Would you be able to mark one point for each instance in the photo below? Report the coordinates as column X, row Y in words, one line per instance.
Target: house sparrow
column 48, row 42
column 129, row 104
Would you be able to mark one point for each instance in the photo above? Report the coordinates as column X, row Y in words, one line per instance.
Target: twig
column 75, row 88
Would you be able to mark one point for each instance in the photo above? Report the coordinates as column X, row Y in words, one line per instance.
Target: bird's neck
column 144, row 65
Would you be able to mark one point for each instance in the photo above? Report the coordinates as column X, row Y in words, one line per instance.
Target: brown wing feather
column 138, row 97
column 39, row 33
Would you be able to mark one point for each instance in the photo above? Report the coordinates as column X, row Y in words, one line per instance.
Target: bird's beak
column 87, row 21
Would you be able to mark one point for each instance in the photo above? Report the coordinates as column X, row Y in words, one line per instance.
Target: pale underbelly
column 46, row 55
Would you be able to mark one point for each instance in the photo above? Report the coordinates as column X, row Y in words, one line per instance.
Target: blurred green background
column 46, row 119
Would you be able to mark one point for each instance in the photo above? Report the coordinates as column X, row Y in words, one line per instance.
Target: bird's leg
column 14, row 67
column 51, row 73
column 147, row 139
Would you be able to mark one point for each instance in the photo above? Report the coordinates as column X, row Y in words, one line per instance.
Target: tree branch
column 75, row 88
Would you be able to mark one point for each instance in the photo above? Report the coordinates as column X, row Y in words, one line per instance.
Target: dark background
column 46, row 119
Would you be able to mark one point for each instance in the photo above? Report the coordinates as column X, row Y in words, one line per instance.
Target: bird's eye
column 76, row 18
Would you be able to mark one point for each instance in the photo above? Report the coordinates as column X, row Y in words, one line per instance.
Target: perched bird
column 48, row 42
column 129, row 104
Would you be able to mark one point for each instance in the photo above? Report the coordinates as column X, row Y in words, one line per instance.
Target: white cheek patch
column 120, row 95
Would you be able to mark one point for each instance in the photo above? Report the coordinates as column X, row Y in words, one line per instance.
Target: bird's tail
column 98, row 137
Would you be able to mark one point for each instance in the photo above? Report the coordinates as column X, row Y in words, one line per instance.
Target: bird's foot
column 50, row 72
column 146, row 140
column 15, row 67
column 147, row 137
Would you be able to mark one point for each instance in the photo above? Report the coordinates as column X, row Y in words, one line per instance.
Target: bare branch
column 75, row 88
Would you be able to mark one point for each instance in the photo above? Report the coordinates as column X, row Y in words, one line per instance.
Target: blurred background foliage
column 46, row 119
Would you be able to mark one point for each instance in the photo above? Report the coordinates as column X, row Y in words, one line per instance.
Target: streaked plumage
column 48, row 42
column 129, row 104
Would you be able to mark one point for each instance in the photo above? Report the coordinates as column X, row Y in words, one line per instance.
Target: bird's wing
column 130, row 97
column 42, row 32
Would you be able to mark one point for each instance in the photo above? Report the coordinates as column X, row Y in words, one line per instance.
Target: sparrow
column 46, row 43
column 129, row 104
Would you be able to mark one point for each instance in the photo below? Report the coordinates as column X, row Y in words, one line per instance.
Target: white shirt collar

_ _ _ _ _

Exercise description:
Write out the rows above again word for word, beginning with the very first line and stopping after the line that contains "column 76, row 18".

Exercise result:
Would you be able to mark one point for each instance in the photo below? Report the coordinates as column X, row Y in words, one line per instance.
Target: house sparrow
column 48, row 42
column 129, row 104
Would you be able to mark one point for each instance in the photo above? Report the coordinates as column X, row Y in words, one line per instance.
Target: twig
column 75, row 88
Would you be able to mark one point for each instance in the photo above? Report the coordinates as column X, row Y in words, one line per instance.
Target: bird's neck
column 144, row 65
Would you be able to mark one point for each instance in the photo above? Report the coordinates as column X, row Y in words, one line per instance.
Target: brown wing feather
column 138, row 97
column 39, row 33
Would you be able to mark one point for each instance in the photo above? Report the coordinates as column X, row Y in words, one line per instance.
Target: bird's beak
column 87, row 21
Would you be able to mark one point for each instance in the photo above? Report the coordinates as column X, row Y in words, one line per instance.
Target: pale underbelly
column 46, row 55
Would you be able to mark one point for each instance in the photo above? Report the coordinates as column X, row Y in words, one line per instance.
Target: blurred green background
column 46, row 119
Would you be able to mark one point for each instance in the photo above? Report the coordinates as column X, row Y in words, one line per instance.
Target: bird's leg
column 14, row 67
column 51, row 73
column 147, row 139
Would you be able to mark one point for each instance in the photo above? Report the coordinates as column X, row Y in words, one line per instance.
Target: tree branch
column 75, row 88
Would you be able to mark one point for each instance in the photo above? Report the coordinates as column X, row Y in words, one line per instance.
Target: dark background
column 46, row 119
Would you be able to mark one point for each instance in the photo above? Report the coordinates as column X, row Y in words, one line per instance.
Target: bird's eye
column 76, row 18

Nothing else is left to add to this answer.